*** Begin section ***

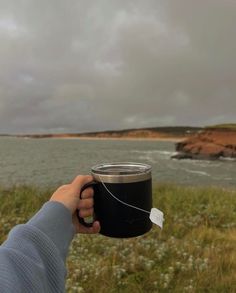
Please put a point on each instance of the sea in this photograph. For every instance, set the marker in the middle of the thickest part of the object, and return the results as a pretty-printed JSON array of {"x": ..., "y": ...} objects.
[{"x": 49, "y": 162}]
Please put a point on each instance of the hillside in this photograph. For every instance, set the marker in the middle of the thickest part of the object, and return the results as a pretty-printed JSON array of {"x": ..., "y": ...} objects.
[
  {"x": 147, "y": 133},
  {"x": 211, "y": 143}
]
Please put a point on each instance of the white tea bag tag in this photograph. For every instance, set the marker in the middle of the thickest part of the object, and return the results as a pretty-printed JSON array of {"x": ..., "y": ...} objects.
[{"x": 157, "y": 217}]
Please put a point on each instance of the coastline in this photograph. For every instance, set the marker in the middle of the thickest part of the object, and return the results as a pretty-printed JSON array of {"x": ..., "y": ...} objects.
[{"x": 167, "y": 139}]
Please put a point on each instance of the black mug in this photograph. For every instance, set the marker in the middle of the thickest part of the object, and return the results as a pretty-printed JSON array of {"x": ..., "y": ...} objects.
[{"x": 122, "y": 199}]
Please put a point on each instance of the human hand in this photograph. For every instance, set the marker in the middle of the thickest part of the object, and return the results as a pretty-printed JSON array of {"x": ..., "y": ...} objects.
[{"x": 69, "y": 196}]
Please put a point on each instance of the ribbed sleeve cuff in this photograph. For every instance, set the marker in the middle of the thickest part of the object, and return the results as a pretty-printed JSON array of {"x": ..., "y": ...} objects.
[{"x": 55, "y": 220}]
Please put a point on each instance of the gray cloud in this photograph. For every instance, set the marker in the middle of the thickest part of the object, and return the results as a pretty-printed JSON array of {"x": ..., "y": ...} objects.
[{"x": 89, "y": 65}]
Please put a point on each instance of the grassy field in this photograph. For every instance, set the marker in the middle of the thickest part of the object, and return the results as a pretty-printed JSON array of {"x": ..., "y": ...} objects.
[{"x": 195, "y": 252}]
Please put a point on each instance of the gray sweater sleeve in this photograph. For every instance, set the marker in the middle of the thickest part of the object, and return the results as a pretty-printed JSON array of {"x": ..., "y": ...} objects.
[{"x": 32, "y": 259}]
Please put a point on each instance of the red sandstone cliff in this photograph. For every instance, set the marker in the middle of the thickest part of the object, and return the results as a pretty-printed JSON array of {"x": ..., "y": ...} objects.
[{"x": 208, "y": 144}]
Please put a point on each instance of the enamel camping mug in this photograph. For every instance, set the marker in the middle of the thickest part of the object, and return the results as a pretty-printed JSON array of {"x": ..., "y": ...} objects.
[{"x": 122, "y": 198}]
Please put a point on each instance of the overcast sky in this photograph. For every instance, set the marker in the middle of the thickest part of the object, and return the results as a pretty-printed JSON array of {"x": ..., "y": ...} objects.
[{"x": 79, "y": 65}]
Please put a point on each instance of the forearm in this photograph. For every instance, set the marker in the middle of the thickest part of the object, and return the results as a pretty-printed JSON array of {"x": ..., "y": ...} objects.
[{"x": 32, "y": 259}]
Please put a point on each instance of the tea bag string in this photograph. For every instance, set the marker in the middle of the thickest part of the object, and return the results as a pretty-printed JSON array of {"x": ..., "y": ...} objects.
[{"x": 121, "y": 201}]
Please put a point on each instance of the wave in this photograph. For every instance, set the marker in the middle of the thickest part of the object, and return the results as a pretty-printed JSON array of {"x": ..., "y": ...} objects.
[{"x": 203, "y": 173}]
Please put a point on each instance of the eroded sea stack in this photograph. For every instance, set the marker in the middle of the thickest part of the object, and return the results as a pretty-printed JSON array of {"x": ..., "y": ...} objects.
[{"x": 209, "y": 144}]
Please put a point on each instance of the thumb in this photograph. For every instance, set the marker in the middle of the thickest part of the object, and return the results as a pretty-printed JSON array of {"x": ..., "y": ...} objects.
[{"x": 80, "y": 181}]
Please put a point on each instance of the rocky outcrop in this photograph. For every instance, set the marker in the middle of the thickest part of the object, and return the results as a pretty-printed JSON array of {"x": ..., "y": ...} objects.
[{"x": 208, "y": 144}]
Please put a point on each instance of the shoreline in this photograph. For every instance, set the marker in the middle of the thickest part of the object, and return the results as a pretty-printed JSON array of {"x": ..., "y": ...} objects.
[{"x": 167, "y": 139}]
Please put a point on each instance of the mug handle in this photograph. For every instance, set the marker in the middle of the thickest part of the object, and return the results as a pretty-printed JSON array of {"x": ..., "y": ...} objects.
[{"x": 81, "y": 220}]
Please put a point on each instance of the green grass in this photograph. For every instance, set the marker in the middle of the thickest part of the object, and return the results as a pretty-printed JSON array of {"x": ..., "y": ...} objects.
[{"x": 195, "y": 251}]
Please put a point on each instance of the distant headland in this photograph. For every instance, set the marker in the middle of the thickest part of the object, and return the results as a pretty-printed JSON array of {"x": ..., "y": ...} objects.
[
  {"x": 210, "y": 142},
  {"x": 168, "y": 133}
]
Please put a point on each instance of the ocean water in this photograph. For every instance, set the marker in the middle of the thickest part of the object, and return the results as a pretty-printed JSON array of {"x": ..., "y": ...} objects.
[{"x": 51, "y": 162}]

*** End section ***

• Task directions
Starting from the line that contains "Please put a point on each instance of the green", reproduce each line of the data exactly through the last one.

• Result of this task
Please put a point on each instance of the green grass in this photograph. For every instance, set the marker in the middle of the thickest part of the object, and return the results as a pretty-printed JSON array of {"x": ..., "y": ...} objects.
[{"x": 195, "y": 251}]
Please put a point on each instance of the distant headland in this photograph. For every instance, set the marker in the middle of the thickest part of the object, and return the results as a pretty-printed JSON array of {"x": ..., "y": ...} objects.
[
  {"x": 210, "y": 142},
  {"x": 168, "y": 133}
]
Please put a point on each instance of the ocean water in this photograph. For every instance, set the marker in the middle of the thickest part of the object, and return the results as a pretty-printed JSON array of {"x": ..., "y": ...} objects.
[{"x": 51, "y": 162}]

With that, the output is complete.